▶ **The task**: Set down each record below precisely, skipping the pictures.

>> Start Dataset records

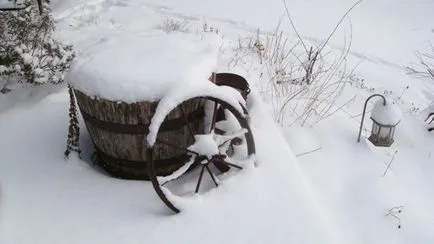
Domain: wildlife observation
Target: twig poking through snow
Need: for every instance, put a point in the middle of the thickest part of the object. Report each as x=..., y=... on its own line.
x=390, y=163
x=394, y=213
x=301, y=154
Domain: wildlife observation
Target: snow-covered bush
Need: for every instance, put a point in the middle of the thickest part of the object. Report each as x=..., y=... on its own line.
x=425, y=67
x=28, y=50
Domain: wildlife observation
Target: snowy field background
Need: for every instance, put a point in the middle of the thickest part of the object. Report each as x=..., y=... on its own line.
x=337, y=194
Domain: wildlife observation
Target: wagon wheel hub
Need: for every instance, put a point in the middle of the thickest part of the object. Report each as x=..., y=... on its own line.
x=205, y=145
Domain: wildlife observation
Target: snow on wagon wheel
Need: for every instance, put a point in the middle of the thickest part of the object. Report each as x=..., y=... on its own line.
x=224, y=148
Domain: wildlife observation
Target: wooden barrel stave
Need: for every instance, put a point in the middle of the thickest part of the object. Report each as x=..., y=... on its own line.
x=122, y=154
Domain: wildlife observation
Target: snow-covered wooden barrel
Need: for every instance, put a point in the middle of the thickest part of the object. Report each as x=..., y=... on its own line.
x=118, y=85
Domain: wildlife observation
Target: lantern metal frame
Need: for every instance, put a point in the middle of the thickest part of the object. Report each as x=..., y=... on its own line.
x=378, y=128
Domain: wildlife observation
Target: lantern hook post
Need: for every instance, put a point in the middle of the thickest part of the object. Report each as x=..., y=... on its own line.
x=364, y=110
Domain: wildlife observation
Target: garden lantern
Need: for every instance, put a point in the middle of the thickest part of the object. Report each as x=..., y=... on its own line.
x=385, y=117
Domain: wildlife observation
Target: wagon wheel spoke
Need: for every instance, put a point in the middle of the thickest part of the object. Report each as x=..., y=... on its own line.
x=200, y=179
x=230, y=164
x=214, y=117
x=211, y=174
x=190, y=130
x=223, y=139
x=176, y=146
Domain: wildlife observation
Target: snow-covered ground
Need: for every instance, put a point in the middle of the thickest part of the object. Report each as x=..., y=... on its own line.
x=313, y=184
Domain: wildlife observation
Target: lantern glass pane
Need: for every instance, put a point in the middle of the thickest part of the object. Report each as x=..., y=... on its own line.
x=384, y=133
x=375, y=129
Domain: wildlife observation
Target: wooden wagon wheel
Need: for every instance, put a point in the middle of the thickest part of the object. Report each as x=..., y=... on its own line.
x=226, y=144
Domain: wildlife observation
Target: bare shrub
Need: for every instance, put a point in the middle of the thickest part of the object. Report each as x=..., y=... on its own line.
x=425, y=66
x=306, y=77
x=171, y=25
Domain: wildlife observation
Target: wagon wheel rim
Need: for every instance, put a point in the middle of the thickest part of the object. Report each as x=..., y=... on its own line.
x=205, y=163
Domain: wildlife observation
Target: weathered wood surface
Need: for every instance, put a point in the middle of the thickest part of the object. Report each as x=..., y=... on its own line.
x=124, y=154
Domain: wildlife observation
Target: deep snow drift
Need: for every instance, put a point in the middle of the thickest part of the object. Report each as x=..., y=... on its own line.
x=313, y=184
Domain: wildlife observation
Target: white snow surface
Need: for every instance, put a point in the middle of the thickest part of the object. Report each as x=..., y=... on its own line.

>> End Dataset records

▶ **Completed task**:
Domain: wildlife observation
Target: twig poking through snow
Need: for every instance, put a point in the middle of the thickest part of the object. Report each as x=..., y=... on its own line.
x=390, y=163
x=394, y=213
x=301, y=154
Domain: wildlife observation
Target: snow-covered bush
Need: for every instance, put a point in the middle of the thickest part of the object. Report each as x=..., y=... on its own line.
x=425, y=67
x=28, y=50
Domain: wildlife observation
Target: snowy field background
Need: for every instance, put a point in the middle of the thickest part of the object. Report each as x=..., y=... on its own line.
x=337, y=194
Domain: wildlife observation
Target: wagon wheel hub
Need: for every instance, put a point in the middle of the thickest part of the object. Report each as x=..., y=... on its own line.
x=205, y=145
Domain: wildlife observation
Target: snow on wagon wheel
Need: for every instance, put a point in the middle of the thickest part of the object. Report each as x=..., y=... on its own line.
x=224, y=148
Domain: wildlife observation
Target: wooden barrel stave
Need: for every instance, put a point in the middle of the thickest part of the object. Report each as x=..., y=... on its own line.
x=122, y=154
Domain: wildlife observation
Target: snow-covered wooden barrel
Need: for every instance, put a point in the middle of the thickest part of the object. Report each as x=..., y=... on its own line.
x=118, y=85
Domain: wildlife observation
Target: lantern metal frame
Need: for every instance, put a point in the middle of the thickest part of the object. Report each as x=..., y=... on its own line.
x=378, y=128
Domain: wildlife observation
Target: lantern hook post
Need: for every instance, put a point in the middle of the thickest part of the object. Report each as x=..., y=... on its own line.
x=364, y=110
Domain: wildlife observation
Target: garden lantern
Need: for every instance, put a point in the middle of the thickest part of the object. Report each as x=..., y=... on its own line.
x=385, y=117
Domain: wildlife observation
Target: wagon wheel spoke
Need: for every instance, put a point in the middle of the thickest part of the object. Report each as x=..., y=... on its own line.
x=200, y=179
x=230, y=164
x=214, y=117
x=211, y=174
x=190, y=130
x=223, y=139
x=176, y=146
Domain: wildlife observation
Target: snow-covered ground
Need: for every instance, put a point in the middle of the thickest part of the object. Report each as x=..., y=... on its own line.
x=313, y=184
Domain: wildlife observation
Target: lantern glass pane
Need: for every instance, put a point in the middle of the thickest part of the object. Report each as x=..., y=... on its own line.
x=384, y=133
x=375, y=129
Domain: wildlife observation
Target: wooden wagon wheel
Need: for every instance, put a point in the middle of the thickest part of the object. Report each as x=..., y=... on its own line.
x=226, y=144
Domain: wildlife observation
Target: bare shrub
Need: for every instance, put a point in the middle of the thickest part of the object. Report each as x=..., y=... on its own line.
x=425, y=66
x=306, y=77
x=171, y=25
Domain: wildlife observation
Target: wagon wheel rim
Need: for every instance, put a point in the middle of the thickest part of the object. Report each as x=..., y=... on its own line.
x=205, y=163
Domain: wildlife observation
Target: weathered wood surface
Need: for every instance, put a point in the middle of the thickest part of the object. Report each as x=..., y=... on its own line.
x=124, y=154
Domain: wildlife observation
Target: deep snow drift
Need: for every instance, put a point in the middle of the thickest part of the object. Report each as x=..., y=... on its own line.
x=313, y=184
Domain: wildlife observation
Target: white snow surface
Need: for every instance, put a point in the middle of the thickest part of the object. Report each as x=..., y=... on its own line.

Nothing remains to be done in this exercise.